— Work to do —
Exactly reproduce the line containing "Identify each instance of the splintered" together with every line after it, through the end of the entries, and give nothing more.

— Dataset rows —

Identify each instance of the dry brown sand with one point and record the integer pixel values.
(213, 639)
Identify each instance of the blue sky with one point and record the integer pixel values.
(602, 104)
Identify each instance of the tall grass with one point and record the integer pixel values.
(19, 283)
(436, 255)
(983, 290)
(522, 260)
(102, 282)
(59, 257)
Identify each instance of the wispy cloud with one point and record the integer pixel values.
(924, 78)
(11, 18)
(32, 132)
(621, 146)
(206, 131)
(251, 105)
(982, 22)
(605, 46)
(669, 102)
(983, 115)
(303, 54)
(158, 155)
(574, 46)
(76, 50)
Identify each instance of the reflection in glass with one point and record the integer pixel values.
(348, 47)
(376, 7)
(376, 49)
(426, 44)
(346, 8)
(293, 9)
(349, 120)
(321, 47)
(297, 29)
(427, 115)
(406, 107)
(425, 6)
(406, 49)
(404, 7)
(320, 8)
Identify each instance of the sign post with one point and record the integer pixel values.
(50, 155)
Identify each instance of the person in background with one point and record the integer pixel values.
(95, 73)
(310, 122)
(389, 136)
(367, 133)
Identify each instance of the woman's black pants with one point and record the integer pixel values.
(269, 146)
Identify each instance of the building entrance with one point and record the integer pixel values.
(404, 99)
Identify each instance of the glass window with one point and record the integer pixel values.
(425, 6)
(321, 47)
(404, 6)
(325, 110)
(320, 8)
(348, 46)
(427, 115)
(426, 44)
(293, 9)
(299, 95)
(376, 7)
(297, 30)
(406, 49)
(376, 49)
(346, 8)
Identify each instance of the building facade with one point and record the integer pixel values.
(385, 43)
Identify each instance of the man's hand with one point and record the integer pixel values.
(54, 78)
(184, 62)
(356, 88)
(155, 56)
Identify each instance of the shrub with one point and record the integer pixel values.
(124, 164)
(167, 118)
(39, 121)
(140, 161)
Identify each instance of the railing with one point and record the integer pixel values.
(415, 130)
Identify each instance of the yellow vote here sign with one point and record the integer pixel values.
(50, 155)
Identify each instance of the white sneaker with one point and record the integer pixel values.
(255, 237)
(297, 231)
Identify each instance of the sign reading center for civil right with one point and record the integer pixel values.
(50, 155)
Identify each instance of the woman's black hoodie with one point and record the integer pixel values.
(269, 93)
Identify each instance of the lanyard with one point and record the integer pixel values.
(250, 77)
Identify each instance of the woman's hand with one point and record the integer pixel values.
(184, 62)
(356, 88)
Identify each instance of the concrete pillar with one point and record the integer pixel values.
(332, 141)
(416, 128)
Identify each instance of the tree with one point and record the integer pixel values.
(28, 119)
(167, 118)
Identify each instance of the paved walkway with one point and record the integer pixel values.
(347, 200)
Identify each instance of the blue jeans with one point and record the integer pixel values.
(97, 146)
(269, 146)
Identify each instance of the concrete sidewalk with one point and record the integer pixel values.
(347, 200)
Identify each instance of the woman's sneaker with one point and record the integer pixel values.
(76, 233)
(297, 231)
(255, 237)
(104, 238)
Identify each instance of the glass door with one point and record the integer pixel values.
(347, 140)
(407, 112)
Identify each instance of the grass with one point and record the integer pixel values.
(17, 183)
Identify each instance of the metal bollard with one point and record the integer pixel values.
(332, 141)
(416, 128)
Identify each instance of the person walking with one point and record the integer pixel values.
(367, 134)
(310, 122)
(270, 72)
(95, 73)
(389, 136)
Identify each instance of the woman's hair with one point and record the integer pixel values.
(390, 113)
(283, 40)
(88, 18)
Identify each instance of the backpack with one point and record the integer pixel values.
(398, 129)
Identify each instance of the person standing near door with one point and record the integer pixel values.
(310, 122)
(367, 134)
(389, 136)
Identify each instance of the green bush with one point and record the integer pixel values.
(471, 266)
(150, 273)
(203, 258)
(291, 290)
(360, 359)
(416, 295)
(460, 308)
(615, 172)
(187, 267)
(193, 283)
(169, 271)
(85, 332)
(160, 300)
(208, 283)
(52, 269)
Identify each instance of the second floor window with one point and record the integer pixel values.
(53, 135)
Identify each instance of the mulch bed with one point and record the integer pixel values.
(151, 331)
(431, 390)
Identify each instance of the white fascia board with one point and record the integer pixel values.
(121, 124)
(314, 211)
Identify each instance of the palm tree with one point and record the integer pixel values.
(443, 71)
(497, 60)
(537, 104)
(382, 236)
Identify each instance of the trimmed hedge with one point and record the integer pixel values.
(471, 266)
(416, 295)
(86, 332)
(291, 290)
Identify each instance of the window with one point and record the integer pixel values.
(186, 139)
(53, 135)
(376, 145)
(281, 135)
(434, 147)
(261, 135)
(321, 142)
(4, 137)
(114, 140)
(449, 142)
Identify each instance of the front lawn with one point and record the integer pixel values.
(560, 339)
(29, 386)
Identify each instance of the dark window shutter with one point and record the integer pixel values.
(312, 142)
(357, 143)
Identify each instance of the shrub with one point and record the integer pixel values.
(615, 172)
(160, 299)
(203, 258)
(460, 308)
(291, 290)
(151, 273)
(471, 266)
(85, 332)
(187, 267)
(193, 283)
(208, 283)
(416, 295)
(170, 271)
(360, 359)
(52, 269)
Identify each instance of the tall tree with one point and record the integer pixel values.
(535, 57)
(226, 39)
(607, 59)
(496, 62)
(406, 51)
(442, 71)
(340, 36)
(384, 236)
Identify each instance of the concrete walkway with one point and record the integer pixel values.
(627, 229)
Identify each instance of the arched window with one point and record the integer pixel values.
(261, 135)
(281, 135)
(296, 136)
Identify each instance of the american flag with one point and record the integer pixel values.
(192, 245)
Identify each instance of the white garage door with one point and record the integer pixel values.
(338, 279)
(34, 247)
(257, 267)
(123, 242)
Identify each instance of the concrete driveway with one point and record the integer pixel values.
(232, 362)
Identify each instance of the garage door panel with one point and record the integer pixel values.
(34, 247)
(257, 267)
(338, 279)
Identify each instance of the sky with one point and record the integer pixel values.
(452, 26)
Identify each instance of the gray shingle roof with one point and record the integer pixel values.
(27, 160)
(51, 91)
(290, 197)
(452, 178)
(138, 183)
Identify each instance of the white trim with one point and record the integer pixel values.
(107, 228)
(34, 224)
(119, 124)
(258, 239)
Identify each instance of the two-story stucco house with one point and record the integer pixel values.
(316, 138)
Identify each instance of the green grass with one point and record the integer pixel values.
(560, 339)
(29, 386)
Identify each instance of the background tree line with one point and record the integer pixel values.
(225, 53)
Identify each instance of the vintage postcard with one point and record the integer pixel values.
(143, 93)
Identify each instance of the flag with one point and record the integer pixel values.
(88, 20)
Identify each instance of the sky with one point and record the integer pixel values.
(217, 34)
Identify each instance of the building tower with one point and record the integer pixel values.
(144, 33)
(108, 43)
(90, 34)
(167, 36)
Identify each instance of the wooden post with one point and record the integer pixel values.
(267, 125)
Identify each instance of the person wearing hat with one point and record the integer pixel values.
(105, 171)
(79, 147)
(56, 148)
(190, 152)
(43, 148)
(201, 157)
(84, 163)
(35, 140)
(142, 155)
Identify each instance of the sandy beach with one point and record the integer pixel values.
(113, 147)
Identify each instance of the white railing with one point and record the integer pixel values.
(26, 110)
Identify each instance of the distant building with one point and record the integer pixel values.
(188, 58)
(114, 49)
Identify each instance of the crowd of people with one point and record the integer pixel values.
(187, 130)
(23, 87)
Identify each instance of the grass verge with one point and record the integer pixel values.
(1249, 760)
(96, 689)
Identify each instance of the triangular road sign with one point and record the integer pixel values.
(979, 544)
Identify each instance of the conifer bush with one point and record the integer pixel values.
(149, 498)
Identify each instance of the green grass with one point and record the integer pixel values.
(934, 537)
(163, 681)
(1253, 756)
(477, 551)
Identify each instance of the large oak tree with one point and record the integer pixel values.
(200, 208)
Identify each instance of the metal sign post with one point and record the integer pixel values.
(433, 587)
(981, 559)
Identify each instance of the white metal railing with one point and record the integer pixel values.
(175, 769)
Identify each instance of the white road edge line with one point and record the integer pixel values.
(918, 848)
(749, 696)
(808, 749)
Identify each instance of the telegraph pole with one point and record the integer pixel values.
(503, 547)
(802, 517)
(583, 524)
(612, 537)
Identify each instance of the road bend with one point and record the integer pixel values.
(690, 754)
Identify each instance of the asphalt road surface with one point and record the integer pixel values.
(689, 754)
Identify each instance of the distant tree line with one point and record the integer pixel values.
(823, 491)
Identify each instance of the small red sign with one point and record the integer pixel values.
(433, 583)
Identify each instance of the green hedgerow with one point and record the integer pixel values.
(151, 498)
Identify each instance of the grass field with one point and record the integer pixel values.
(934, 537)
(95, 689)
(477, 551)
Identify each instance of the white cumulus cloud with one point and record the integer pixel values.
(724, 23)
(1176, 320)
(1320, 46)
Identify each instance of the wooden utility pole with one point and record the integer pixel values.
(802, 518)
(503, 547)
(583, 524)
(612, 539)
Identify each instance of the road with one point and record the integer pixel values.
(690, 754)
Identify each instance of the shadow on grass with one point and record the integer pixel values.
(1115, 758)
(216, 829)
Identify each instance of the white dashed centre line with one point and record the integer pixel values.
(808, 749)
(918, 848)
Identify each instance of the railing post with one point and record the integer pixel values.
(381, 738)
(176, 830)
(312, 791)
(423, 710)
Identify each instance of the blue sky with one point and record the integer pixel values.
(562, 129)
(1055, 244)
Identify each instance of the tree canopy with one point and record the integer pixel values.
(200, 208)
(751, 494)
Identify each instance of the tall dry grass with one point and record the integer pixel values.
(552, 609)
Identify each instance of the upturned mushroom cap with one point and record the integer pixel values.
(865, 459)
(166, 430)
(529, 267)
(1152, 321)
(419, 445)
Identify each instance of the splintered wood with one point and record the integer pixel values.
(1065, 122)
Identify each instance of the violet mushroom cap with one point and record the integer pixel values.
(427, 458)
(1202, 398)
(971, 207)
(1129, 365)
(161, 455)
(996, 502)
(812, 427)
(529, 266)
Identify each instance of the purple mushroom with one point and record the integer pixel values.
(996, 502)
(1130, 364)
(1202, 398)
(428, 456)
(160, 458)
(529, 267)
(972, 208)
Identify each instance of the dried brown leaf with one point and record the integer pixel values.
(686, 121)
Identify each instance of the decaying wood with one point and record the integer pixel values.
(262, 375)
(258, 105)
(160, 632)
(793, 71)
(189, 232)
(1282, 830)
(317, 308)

— Solution to this exercise —
Identify each instance of the splintered wood with one point and record the integer pixel values.
(1065, 122)
Identify each instance of the violet mushroom cap with one point and record the integer pixel values.
(427, 458)
(1202, 398)
(971, 207)
(1129, 365)
(161, 455)
(996, 502)
(812, 427)
(529, 266)
Identify each instance of the purple mushroom with one point and record the integer pixel values.
(996, 502)
(1130, 364)
(1202, 398)
(428, 456)
(160, 458)
(529, 267)
(972, 208)
Identify each instance of the dried brown leaf with one point and record the integer pixel values.
(686, 121)
Identify each instance of the decaying wood with one point and record the integer pixel values.
(262, 375)
(258, 105)
(160, 632)
(793, 71)
(189, 232)
(1282, 830)
(317, 308)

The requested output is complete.